Try it:
If a line in the data holds the string "spot", list it.

[Stored dataset items]
•••••
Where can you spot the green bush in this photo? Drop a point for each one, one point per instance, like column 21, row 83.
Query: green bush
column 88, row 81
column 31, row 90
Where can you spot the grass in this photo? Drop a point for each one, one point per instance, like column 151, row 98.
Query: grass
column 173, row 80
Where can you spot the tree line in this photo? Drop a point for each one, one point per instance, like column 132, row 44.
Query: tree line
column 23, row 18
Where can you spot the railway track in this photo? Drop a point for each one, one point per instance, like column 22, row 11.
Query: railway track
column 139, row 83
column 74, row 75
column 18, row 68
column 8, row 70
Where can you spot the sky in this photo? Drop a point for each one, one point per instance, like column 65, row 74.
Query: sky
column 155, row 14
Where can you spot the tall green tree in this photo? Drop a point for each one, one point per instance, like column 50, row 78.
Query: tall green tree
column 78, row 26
•••••
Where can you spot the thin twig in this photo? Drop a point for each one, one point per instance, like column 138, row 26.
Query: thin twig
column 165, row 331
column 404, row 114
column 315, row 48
•••••
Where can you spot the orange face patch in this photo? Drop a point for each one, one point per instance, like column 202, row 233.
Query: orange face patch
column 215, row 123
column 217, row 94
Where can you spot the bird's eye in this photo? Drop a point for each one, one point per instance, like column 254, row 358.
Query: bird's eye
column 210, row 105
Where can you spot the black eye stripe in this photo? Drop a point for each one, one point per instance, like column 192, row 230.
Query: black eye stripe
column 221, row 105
•••••
Written reply:
Where can you spot the green bush in this photo? Drop a point for each one, one point per instance, like column 21, row 83.
Where can you spot the grass in this photo? Drop a point for each one, one point per instance, like column 151, row 98.
Where can you spot the tree line in this photo? Drop a point for each one, one point per instance, like column 132, row 44.
Where can you spot the railway track in this photo? Drop a point for each one, one point per instance, like column 22, row 11.
Where can you spot the sky in this photo? Drop a point for each one, one point per instance, like column 65, row 74.
Where can you spot the tall green tree in this photo? Drop a point for each one, one point per instance, like column 50, row 78.
Where can you spot the thin twig in this photo? Drop a point for each one, one point per instance, like column 138, row 26.
Where can you spot the orange face patch in this photo? Drop a point for each one, one point per instance, like column 202, row 233.
Where can you spot the bird's eye in this photo? Drop a point for each one, one point per instance, like column 254, row 358.
Where can you spot the black eye stripe in this photo? Drop a point for each one, one point per instance, like column 192, row 230.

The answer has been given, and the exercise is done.